### Texte source
Agriculture en ville : des gratte-ciels agricoles?


Sans recul critique, on cite les fermes à étages, les potagers sur le toits, les serres, les jardins partagés qui seraient les nouvelles manières de se nourrir en ville. Mais les villes vont-elles suffire à produire ce qu’elles consomment ?

On envoie des journalistes à Romainville, dans la banlieue parisienne pour un premier coup de pioche destiné à faire édifier une ferme à étage. Tout ça pour collera avec les circuits courts, le développement du lien social, le consommer frais, les emplois. Mais à Romainville, l’exploitation qui va naître peut nourrir deux personnes… On est loin des systèmes agricoles urbains des pays du Sud comme Madagascar ou la Tanzanie.  « Les produits frais et périssables y proviennent majoritairement, voire exclusivement, de l’agriculture urbaine » selon Christine Aubry, dirigeant une équipe de chercheurs d’AgroParisTech interrogés par Les Echos (1).

Les toits d’immeubles sont utilisés dans les métropoles américaines, pratiquant une culture sous serre et hors sol sur laine de roche avec insectes antiravageurs. Mais il faut compter 1,5 million d’euros d’investissements pour 2 000 mètres carrés de terres (C. Aubry (1). Une idée reprise par Anne Hidalgo qui table sur les 340 hectares disponibles sur les toits de Paris, oubliant que tous ces toits ne sont pas accessibles ni conçus pour porter des sols, fussent-ils artificiels. Et où mettrait-on les panneaux solaires ? Les friches urbaines ou périurbaines semblent plus prometteuses.

### Données

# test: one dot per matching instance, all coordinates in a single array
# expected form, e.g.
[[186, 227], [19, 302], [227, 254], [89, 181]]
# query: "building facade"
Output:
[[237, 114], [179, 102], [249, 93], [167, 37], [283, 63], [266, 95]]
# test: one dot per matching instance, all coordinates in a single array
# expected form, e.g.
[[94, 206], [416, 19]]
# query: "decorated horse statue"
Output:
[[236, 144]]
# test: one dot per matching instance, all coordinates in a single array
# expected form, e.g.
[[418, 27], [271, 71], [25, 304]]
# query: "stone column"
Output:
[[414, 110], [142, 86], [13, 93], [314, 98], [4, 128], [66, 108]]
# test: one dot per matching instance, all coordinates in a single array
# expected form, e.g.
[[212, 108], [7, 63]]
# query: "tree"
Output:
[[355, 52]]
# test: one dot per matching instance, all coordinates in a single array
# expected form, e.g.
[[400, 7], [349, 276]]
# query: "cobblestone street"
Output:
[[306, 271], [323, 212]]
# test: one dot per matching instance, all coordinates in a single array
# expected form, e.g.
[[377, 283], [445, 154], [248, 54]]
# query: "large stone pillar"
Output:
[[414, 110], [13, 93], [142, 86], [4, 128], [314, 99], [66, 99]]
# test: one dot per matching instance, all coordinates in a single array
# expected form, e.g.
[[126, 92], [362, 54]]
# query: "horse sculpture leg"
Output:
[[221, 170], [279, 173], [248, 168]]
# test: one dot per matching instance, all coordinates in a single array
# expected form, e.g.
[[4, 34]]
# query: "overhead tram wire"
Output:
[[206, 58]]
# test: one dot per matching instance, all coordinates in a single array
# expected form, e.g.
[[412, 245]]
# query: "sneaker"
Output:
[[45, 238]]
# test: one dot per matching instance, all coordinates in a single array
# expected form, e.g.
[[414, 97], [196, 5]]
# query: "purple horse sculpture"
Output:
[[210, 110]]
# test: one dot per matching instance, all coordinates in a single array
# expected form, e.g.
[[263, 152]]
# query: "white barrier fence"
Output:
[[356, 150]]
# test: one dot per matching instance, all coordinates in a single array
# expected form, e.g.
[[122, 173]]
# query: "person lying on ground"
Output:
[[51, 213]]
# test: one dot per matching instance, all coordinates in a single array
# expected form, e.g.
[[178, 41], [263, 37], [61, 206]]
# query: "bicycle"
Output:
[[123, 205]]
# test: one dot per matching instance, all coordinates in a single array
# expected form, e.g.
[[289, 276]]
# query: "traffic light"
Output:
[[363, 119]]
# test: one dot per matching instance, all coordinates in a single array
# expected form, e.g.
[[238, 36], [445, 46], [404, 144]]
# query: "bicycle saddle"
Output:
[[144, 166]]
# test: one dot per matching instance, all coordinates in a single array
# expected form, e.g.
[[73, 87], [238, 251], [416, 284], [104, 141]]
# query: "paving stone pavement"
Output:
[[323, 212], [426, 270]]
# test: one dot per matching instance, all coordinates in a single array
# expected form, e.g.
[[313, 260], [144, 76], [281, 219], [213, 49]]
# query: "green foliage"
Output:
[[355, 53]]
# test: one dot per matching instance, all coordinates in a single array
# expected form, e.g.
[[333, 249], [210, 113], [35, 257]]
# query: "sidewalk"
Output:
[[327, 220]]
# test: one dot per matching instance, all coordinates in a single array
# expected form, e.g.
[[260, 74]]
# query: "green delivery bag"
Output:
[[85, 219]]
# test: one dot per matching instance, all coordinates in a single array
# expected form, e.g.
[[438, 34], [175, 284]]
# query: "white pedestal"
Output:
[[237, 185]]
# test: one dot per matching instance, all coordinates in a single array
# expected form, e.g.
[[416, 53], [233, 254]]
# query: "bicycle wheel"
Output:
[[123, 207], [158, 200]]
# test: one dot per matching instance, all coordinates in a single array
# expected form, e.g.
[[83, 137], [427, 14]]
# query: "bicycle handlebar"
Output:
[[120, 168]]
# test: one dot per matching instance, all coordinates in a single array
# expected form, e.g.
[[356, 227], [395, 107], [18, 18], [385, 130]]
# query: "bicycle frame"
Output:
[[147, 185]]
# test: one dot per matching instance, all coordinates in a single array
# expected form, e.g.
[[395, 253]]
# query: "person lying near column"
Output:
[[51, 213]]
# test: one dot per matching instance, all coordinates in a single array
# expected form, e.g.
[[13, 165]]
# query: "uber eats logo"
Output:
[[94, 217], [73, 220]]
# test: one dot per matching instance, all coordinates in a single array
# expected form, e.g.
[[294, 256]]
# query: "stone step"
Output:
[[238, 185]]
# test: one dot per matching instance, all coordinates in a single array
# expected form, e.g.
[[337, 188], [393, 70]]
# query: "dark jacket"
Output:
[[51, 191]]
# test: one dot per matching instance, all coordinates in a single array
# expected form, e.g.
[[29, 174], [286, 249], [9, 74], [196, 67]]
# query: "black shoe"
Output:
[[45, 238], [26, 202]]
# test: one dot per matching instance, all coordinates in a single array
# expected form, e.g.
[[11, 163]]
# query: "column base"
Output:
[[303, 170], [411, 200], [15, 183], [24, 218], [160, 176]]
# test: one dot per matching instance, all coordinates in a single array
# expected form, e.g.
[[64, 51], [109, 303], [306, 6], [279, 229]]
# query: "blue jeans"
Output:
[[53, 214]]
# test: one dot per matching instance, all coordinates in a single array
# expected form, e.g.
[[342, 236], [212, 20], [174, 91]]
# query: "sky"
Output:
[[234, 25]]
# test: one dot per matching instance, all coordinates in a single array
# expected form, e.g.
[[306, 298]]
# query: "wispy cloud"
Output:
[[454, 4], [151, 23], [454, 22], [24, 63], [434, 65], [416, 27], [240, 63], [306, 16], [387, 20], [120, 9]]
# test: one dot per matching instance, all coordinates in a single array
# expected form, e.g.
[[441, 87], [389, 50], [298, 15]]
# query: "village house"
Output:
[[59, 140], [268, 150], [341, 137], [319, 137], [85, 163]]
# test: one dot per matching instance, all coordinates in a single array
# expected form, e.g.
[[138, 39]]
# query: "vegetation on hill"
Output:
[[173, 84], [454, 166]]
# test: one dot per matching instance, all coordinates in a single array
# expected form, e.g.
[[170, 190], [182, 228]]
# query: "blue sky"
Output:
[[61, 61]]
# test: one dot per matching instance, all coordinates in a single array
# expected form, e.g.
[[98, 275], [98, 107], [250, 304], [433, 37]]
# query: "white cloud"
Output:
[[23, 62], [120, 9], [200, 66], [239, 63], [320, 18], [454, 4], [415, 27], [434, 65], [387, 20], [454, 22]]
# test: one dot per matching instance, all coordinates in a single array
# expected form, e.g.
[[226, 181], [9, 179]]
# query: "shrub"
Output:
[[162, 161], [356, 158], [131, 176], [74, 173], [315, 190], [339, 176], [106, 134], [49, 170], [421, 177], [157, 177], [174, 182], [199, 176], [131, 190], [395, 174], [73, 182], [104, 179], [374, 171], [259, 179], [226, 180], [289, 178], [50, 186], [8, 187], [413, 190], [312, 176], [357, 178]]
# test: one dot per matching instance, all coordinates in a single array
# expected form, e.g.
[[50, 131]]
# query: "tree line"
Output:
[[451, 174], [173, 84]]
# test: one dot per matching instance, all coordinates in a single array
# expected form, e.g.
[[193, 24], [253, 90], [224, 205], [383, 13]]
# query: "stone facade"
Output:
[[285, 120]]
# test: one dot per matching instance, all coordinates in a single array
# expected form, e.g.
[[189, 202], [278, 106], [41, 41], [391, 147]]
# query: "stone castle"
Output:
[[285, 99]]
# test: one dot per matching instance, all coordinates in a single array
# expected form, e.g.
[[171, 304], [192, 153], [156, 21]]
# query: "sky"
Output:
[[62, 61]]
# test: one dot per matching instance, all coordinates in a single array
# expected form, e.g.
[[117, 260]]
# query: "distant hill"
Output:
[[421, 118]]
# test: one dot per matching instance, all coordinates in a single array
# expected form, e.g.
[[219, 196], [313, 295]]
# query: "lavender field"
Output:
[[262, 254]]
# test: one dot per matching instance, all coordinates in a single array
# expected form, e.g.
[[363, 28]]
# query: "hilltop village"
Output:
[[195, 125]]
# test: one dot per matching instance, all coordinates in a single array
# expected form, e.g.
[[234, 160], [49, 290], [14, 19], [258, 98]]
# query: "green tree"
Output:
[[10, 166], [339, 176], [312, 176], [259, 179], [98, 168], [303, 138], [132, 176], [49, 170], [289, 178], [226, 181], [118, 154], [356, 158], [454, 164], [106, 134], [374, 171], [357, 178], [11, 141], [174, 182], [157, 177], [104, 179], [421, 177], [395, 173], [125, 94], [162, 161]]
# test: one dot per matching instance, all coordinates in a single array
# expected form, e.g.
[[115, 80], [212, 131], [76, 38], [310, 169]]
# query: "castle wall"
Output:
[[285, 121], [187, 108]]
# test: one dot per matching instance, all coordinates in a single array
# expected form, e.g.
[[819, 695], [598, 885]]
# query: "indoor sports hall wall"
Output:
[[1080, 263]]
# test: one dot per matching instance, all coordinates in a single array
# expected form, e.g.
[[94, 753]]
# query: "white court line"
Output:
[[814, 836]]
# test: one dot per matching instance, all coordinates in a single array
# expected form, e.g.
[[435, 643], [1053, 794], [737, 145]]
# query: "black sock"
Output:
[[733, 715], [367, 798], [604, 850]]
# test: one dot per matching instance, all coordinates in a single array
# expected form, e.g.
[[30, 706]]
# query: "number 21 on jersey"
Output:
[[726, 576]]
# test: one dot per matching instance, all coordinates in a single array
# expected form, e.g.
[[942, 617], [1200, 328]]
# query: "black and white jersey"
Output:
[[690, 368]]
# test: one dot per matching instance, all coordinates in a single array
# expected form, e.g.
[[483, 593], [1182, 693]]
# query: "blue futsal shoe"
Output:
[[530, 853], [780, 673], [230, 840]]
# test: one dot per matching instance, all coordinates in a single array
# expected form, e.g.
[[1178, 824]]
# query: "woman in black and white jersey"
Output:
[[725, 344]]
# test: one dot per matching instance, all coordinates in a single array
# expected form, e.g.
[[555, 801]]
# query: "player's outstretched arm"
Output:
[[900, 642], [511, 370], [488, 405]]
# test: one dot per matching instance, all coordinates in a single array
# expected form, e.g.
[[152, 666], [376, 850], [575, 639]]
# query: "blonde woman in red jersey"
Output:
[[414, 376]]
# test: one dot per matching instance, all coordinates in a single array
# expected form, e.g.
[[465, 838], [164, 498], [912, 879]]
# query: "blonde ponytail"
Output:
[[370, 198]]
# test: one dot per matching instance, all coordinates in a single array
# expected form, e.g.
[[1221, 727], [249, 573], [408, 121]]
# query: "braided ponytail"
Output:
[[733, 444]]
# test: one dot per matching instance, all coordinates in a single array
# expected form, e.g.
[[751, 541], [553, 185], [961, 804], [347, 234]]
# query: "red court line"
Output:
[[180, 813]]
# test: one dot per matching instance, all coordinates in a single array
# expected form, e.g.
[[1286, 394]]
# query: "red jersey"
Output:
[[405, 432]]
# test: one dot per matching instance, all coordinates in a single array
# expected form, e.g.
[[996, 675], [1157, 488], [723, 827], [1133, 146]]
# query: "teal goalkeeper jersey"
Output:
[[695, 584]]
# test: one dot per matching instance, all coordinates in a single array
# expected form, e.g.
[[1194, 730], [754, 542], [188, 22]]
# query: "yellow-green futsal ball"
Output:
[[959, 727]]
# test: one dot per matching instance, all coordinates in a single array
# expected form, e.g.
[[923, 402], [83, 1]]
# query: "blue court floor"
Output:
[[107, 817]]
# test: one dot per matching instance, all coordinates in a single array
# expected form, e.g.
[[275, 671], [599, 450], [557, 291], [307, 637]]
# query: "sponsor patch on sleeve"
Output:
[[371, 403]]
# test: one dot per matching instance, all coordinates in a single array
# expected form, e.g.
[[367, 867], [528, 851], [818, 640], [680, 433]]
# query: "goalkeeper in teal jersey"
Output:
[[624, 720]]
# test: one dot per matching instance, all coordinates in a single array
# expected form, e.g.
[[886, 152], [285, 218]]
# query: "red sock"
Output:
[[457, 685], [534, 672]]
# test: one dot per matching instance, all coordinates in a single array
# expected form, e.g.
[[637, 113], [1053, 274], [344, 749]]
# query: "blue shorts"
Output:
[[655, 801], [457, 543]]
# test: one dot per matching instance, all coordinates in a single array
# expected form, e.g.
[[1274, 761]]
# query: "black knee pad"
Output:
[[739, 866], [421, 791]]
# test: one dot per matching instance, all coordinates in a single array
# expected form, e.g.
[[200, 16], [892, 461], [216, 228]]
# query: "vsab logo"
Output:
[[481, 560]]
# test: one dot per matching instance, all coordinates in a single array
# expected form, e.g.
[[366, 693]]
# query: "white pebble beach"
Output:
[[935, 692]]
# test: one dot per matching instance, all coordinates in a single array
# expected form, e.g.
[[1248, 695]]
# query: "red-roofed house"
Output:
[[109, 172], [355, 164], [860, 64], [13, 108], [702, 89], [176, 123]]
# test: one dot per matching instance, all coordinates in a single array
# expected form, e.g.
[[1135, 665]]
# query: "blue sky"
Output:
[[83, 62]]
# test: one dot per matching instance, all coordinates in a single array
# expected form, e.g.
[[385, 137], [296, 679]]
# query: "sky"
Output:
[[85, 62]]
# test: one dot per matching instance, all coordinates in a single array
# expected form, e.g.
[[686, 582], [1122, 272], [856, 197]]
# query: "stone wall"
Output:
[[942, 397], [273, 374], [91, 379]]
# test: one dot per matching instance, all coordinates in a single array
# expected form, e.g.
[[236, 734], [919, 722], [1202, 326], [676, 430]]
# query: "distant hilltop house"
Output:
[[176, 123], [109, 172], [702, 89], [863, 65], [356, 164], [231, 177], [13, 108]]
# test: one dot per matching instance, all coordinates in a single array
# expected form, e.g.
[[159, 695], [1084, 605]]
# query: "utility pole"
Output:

### Consigne de travail
Restituez mot pour mot le passage du texte sur l'agriculture en ville, de « Les toits d’immeubles » à « semblent plus prometteuses. ». Les items proviennent d'une source distincte du texte.

### Réponse rédigée
Les toits d’immeubles sont utilisés dans les métropoles américaines, pratiquant une culture sous serre et hors sol sur laine de roche avec insectes antiravageurs. Mais il faut compter 1,5 million d’euros d’investissements pour 2 000 mètres carrés de terres (C. Aubry (1). Une idée reprise par Anne Hidalgo qui table sur les 340 hectares disponibles sur les toits de Paris, oubliant que tous ces toits ne sont pas accessibles ni conçus pour porter des sols, fussent-ils artificiels. Et où mettrait-on les panneaux solaires ? Les friches urbaines ou périurbaines semblent plus prometteuses.